Records supplied
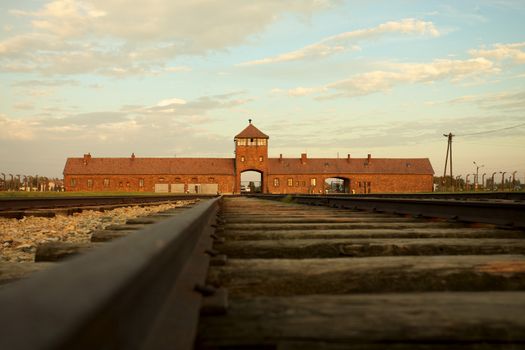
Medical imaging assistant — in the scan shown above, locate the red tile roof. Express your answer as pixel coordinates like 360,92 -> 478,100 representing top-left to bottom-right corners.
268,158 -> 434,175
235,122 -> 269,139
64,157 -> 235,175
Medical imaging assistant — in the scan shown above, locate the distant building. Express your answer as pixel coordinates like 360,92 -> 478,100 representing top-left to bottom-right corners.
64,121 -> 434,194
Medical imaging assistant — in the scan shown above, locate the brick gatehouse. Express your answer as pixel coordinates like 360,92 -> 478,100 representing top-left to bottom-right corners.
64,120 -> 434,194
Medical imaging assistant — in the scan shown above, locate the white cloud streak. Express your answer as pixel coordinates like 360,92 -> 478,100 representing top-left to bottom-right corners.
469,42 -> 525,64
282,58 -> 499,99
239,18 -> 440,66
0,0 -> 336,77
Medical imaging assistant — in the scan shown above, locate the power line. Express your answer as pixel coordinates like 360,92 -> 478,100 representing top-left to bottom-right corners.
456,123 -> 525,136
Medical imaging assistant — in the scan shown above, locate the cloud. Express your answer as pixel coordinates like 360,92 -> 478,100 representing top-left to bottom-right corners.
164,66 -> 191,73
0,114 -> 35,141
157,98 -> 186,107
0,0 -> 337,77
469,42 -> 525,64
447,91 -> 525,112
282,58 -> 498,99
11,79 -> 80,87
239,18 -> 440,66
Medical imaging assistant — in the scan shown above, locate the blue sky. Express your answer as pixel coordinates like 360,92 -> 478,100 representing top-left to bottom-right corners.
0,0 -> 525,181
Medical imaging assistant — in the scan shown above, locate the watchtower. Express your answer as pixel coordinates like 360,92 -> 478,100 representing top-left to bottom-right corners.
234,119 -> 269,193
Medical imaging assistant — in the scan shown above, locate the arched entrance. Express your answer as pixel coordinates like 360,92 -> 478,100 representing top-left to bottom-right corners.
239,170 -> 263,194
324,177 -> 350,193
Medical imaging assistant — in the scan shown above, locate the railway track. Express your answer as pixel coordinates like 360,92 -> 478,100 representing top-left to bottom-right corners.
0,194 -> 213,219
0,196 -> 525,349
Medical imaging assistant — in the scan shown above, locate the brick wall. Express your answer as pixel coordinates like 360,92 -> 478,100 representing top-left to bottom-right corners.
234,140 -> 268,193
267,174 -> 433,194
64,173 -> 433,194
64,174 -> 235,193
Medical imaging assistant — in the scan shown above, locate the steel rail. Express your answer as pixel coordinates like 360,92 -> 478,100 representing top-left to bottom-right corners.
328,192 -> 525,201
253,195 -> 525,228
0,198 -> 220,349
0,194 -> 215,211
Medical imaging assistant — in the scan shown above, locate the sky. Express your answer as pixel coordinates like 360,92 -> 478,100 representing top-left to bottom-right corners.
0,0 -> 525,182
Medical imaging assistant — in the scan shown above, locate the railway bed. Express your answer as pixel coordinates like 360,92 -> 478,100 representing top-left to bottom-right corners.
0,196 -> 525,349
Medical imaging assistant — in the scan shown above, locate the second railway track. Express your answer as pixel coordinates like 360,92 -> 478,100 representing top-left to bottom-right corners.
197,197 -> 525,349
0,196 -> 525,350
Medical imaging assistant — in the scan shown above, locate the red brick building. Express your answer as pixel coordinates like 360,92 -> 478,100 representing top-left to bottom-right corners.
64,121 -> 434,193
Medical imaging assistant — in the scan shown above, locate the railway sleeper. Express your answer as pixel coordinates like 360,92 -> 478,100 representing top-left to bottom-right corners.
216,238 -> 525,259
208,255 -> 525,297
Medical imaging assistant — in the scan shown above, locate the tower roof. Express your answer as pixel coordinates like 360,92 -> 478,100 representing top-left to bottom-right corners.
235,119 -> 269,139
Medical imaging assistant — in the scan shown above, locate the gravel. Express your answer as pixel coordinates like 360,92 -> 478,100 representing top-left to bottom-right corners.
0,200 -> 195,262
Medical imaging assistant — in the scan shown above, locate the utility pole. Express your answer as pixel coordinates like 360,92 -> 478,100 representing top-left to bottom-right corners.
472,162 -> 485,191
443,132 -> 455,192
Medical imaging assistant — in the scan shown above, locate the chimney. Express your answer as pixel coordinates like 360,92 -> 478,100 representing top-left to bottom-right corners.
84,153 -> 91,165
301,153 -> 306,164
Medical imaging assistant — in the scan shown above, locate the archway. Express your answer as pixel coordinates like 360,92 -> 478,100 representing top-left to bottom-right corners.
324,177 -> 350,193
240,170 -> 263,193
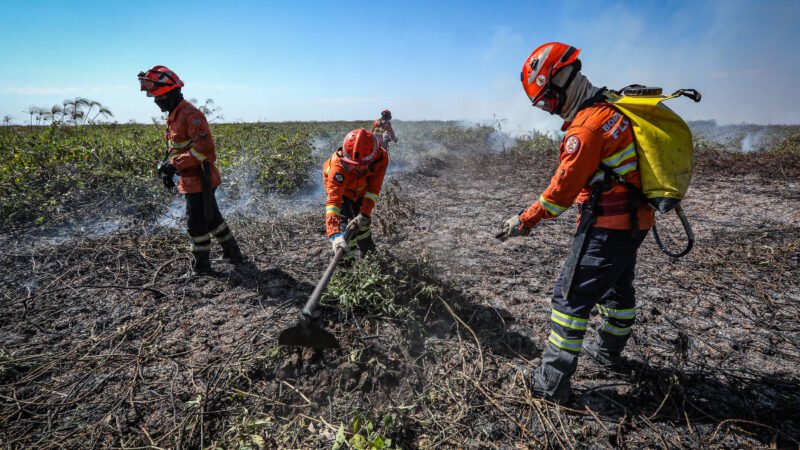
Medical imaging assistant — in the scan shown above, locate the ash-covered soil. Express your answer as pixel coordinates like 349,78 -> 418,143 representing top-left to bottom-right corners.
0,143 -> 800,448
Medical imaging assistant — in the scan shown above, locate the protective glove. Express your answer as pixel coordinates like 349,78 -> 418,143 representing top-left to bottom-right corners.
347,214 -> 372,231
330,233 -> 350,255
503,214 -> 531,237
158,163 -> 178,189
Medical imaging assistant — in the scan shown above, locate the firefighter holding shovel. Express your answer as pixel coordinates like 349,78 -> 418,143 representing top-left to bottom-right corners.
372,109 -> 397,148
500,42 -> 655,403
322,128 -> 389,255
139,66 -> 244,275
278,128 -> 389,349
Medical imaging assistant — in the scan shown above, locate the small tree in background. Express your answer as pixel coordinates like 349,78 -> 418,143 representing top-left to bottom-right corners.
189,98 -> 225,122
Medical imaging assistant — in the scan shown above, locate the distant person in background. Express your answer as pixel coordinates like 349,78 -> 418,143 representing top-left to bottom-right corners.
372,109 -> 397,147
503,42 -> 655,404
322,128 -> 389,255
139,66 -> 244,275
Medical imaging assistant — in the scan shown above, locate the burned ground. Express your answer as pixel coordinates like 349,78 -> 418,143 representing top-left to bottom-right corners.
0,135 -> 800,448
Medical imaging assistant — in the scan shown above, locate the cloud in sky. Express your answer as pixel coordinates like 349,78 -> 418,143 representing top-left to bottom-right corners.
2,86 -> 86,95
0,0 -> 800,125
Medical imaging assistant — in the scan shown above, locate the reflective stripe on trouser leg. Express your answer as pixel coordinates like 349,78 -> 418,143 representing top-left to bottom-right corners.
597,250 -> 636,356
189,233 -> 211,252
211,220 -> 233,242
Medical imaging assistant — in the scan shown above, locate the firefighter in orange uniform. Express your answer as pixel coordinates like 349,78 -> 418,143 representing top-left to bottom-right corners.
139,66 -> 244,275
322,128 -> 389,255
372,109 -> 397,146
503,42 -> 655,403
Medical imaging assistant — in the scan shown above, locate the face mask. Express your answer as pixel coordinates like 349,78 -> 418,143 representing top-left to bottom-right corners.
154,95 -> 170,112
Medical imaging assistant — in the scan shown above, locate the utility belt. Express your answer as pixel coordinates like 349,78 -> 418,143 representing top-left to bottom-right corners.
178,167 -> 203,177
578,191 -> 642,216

What is expected
Rewrite all of the rows above, changing "Medical imaging assistant" to "Image annotation assistant" wherever it occurs and leaving everything else unchanged. Omit the pictures from your answer.

Solution for this task
Image annotation assistant — in the scan shown above, locate the red tile roof. Express your answer as pixel coordinates like 360,92 -> 478,100 representing top-left to bottom-right corners.
268,158 -> 434,175
235,122 -> 269,139
64,157 -> 235,175
Image annotation assistant — in the scan shown above, locate the distant building. Express your answer as pixel coordinates like 360,92 -> 478,100 representing top-left to bottom-right corners.
64,121 -> 434,194
Image annotation assistant — in the scan shown above, locate the brick gatehouse. Express your answer as pixel coordinates like 360,92 -> 478,100 representing top-left to bottom-right corners.
64,120 -> 434,194
Image annotation assistant — in the scan shown above, locate the white cloud streak. Express your answer as pixel coordinates like 360,92 -> 478,100 representing top-left to bottom-right corners.
469,42 -> 525,64
282,58 -> 499,99
239,18 -> 440,66
0,0 -> 336,77
Image annotation assistant — in the scan shown above, locate the power line. Express your answer as pixel coordinates like 360,92 -> 478,100 representing top-left to bottom-right corners.
456,123 -> 525,136
Image annotation assistant — in the scan shown above, locate the cloud. Express your answer as pixel coordinates like 360,92 -> 478,100 representing top-left to bottom-right corners.
164,66 -> 191,73
0,114 -> 35,141
157,98 -> 186,107
0,0 -> 337,77
469,42 -> 525,64
447,91 -> 525,112
282,58 -> 498,99
11,79 -> 80,87
239,18 -> 440,66
Image annotation assistant — in the scan shown above, locate the blue sky. Express your answer as pixel coordinates like 360,92 -> 478,100 representing top-left to bottom-right corners.
0,0 -> 525,181
Image annotation assistant — in the scan shown above, locate the watchtower. Express your answer as pixel coordinates like 360,92 -> 478,100 representing top-left to bottom-right corners.
234,119 -> 269,193
Image annotation assistant — in the scan shown above, locate the arched entrance. Express your answer as pixel coordinates like 360,92 -> 478,100 representing top-left to bottom-right corners.
239,170 -> 263,194
324,177 -> 350,193
Image annotation assistant — in the scan shown above, locate the railway track. Express your answer as pixel coordinates like 360,92 -> 478,100 representing top-left to bottom-right corners.
0,194 -> 213,219
0,196 -> 525,349
Image annotation assistant — in the scan shown above, locate the brick wall. Express your answer as pixel coordinates like 360,92 -> 478,100 representing top-left to bottom-right corners.
234,140 -> 268,193
267,174 -> 433,194
64,173 -> 433,194
64,174 -> 235,193
Image annotation assistant — in the scan shown above, locate the steel rail. Express your answer as pixel coordinates like 360,92 -> 478,100 representing top-left to bottom-right corners.
328,192 -> 525,201
253,195 -> 525,228
0,198 -> 220,349
0,194 -> 215,211
Image annotation assistant — in the scan shown above, locate the sky. Express your answer as pixel coordinates like 360,92 -> 478,100 representing top-left to bottom-right corners.
0,0 -> 525,182
Image annotation assistant — in the scan shown above, locate the railway bed. Express your answer as pixel coordinates like 360,92 -> 478,100 representing top-left to bottom-right corners.
0,196 -> 525,349
Image annotation assistant — in the scan shown above, locate the second railway track. Express your answer as pixel coordinates like 360,92 -> 478,100 representing top-left to bottom-right corners.
197,197 -> 525,349
0,196 -> 525,350
Image annotation assistant — in the scan shown above, locate the red brick building. Express your answer as pixel coordinates like 360,92 -> 478,100 representing top-left to bottom-right corners.
64,121 -> 434,193
Image annotation assistant — in the scan shown above, locate the railway sleeper. Express your answer as pixel coordinates like 360,92 -> 478,100 representing top-left to bottom-right corners.
216,238 -> 525,259
208,255 -> 525,297
Image annotation assistant — in the scan shown above, locate the tower roof. Express your answer as pixel coordinates like 360,92 -> 478,100 representing top-left to bottom-right corners.
235,119 -> 269,139
Image annotation assistant — in the scan shown above, locate the gravel. Express your answer as pixel coordinates like 360,92 -> 478,100 representing top-left to bottom-right corners.
0,200 -> 195,262
Image annotation assistant — in the scan shown above, locate the utility pole. Express your answer as pixel coordinates like 360,92 -> 478,100 representing top-left to bottom-right corners.
472,162 -> 485,191
443,132 -> 455,192
Image annotation assistant — in the scan shown above, locate the chimney. Express your answer as pixel coordinates like 360,92 -> 478,100 representing top-left to bottom-right corners.
84,153 -> 91,165
301,153 -> 306,164
Image annotation assistant — in the scan shown above, locate the archway. Express your answer as pixel coordinates like 360,92 -> 478,100 representing top-left to bottom-right corners.
324,177 -> 350,193
240,170 -> 263,193
Image annotation assistant — in the scan shown above, locate the ash-covered soil. Express your answer as pixel coordinates like 349,78 -> 418,143 representing top-left to bottom-right corners.
0,143 -> 800,448
Image annotation assistant — in the scan shown above, locate the protective glove. Express your answer as pixel coordinates like 349,78 -> 418,143 representing top-left to bottom-right corners.
347,214 -> 372,231
330,233 -> 350,255
503,214 -> 531,237
158,163 -> 178,189
Image annotation assistant — in the scan shown above, locate the firefighter holding shovel. Express your answer as pixel coordinates like 349,78 -> 418,143 representing top-left to bottom-right corners.
372,109 -> 397,148
500,42 -> 655,403
322,128 -> 389,255
139,66 -> 244,275
278,128 -> 389,349
Image annotation assistant — in the scan shown above, locate the small tree in background. Express your answer as pixel coordinates like 349,78 -> 418,143 representing top-left to bottom-right corners.
189,98 -> 225,122
Image annotation assistant — in the scan shown above, locate the distant person in background. Express your answer as pixel coordinates like 349,78 -> 418,143 representing top-left to bottom-right corners.
372,109 -> 397,147
503,42 -> 655,404
322,128 -> 389,255
139,66 -> 244,275
Image annotation assistant — in the scan shown above, locate the burned ground. Express your answer as pixel coordinates like 349,78 -> 418,143 representing top-left to bottom-right corners.
0,135 -> 800,448
Image annotation assistant — in the scan shown above, locate the cloud in sky. Express your answer as pixel coordinates like 349,78 -> 418,143 representing top-left to bottom-right corners.
2,86 -> 86,95
0,0 -> 800,125
Image annotation assistant — in the scan shown above, locate the reflective stripe on trouser leg. Express your answer as pixel coordinates like 349,78 -> 418,143 representing top-left to bottom-right corners.
597,250 -> 636,356
189,233 -> 211,252
211,220 -> 233,242
Image annotation assistant — in the scan shown above, locate the firefighter in orange uniform. Express your answer as pixel coordinates like 349,78 -> 418,143 representing top-left to bottom-right corners.
139,66 -> 244,275
322,128 -> 389,255
372,109 -> 397,146
503,42 -> 655,403
Image annotation assistant — in the scan shown above, locate the face mask. Express your answer as pixel coordinates like 349,78 -> 418,143 representing top-left to bottom-right corners.
154,95 -> 170,112
Image annotation assistant — in the scan shown above, locate the utility belt. Express your answer as pixel coordinates like 349,78 -> 418,143 representing top-left to bottom-right corners.
178,167 -> 203,177
578,191 -> 642,216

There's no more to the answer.